Return every line of the records that includes the string "lips".

---------- Records for this task

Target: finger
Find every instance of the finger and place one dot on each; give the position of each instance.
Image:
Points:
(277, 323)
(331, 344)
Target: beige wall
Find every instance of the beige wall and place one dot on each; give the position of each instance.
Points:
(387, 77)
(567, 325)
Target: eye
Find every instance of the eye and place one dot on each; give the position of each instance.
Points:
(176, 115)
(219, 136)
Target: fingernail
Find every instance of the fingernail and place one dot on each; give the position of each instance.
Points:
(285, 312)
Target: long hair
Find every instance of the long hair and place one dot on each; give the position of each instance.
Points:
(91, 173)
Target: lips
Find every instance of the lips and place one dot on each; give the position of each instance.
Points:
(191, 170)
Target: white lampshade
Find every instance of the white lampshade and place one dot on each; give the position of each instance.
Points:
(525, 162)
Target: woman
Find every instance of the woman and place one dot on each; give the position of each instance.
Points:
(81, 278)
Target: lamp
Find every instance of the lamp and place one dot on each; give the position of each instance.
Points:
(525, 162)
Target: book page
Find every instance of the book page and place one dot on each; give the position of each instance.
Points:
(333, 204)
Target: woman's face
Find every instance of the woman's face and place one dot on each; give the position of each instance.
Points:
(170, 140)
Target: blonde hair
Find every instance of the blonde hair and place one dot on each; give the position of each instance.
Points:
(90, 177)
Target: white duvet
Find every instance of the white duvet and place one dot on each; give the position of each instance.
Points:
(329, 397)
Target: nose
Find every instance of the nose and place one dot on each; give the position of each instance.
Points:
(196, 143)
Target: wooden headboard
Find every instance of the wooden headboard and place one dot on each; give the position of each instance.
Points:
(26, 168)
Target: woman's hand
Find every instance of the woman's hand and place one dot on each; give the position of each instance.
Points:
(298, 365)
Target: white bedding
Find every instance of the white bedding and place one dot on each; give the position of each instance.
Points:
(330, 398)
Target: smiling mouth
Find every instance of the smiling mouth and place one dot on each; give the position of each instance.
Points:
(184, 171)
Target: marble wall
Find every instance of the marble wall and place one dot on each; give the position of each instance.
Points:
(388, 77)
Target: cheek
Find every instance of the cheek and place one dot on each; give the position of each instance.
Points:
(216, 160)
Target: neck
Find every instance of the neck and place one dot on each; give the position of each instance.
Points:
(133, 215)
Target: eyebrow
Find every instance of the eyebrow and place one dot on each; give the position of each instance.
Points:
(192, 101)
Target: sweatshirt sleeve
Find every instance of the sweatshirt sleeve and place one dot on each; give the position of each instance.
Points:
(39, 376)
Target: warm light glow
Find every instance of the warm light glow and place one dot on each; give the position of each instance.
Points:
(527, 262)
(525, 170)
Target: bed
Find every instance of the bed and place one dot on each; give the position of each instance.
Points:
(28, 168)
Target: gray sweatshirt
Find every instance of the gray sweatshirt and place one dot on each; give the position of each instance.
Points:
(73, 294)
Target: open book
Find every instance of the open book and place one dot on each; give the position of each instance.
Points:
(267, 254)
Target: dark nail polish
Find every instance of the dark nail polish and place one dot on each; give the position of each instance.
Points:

--------------------

• Result below:
Target: lips
Find every instance of the lips and place one dot on each; give the position of each instance.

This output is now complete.